====== SUPPLIED ENTRIES

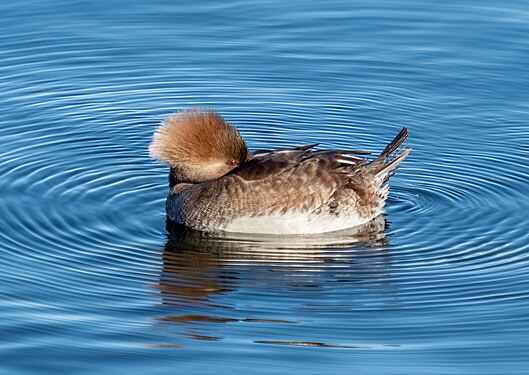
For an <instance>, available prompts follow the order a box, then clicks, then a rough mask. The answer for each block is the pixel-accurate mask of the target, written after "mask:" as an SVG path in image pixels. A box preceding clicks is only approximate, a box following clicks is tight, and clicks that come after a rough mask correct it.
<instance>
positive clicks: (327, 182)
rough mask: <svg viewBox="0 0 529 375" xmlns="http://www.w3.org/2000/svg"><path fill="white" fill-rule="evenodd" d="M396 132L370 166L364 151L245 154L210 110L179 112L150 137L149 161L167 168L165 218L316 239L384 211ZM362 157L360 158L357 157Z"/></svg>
mask: <svg viewBox="0 0 529 375" xmlns="http://www.w3.org/2000/svg"><path fill="white" fill-rule="evenodd" d="M407 137H408V129H406V128H403V129H402V130H401V131H400V132H399V134H398V135H397V136H396V137H395V139H393V141H391V142H390V143H389V144H388V145H387V146H386V148H385V149H384V150H383V151H382V153H381V154H380V155H379V156H377V157H375V158H374V159H372V160H368V159H366V158H365V155H366V154H369V152H366V151H353V150H312V148H313V147H315V146H316V145H317V144H311V145H306V146H300V147H295V148H291V149H283V150H275V151H256V152H254V153H251V152H250V151H249V150H248V148H247V146H246V143H245V142H244V140H243V138H242V137H241V135H240V133H239V131H238V130H237V129H236V128H235V127H234V126H232V125H231V124H229V123H228V122H227V121H225V120H224V119H223V118H222V117H221V116H220V115H218V114H217V113H216V112H214V111H211V110H205V109H191V110H184V111H181V112H179V113H178V114H176V115H174V116H171V117H169V118H168V119H167V120H166V121H164V122H163V123H162V125H161V126H160V127H159V128H158V129H157V130H156V132H155V133H154V137H153V141H152V143H151V145H150V147H149V150H150V154H151V156H153V157H155V158H157V159H160V160H162V161H164V162H166V163H167V164H169V166H170V172H169V185H170V193H169V196H168V198H167V201H166V212H167V217H168V219H169V220H171V221H173V222H175V223H178V224H183V225H185V226H188V227H190V228H193V229H198V230H203V231H213V232H219V231H226V232H241V233H271V234H272V233H274V234H303V233H323V232H330V231H335V230H341V229H345V228H350V227H354V226H357V225H361V224H364V223H367V222H369V221H370V220H372V219H373V218H375V217H377V216H379V215H380V214H381V213H382V212H383V208H384V203H385V201H386V199H387V196H388V191H389V185H387V184H385V182H386V181H387V180H388V179H389V178H390V177H391V176H392V175H393V173H394V171H395V169H396V168H397V167H398V166H399V164H400V163H401V162H402V161H403V160H404V159H405V158H406V156H408V153H409V152H410V151H411V149H407V148H406V147H405V146H403V142H404V141H405V140H406V138H407ZM360 155H363V156H360Z"/></svg>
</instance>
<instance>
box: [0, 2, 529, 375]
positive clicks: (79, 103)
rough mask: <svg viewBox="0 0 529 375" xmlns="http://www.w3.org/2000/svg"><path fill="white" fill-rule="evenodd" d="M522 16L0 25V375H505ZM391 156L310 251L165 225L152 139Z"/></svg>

============

→ **DIRECTIONS FOR THIS TASK**
Look through the data above. Copy every line with the string "clicks" in it.

→ **ANSWER BOX**
For an <instance>, available prompts follow the order a box, then clicks, then a rough mask. The answer for each block is the pixel-accurate mask of the target, written after "mask:" as an SVG path in image pixels. A box preceding clicks is only approximate, a box following clicks is tight, and clicks that come after a rough mask correct it.
positive clicks: (327, 182)
positive clicks: (79, 103)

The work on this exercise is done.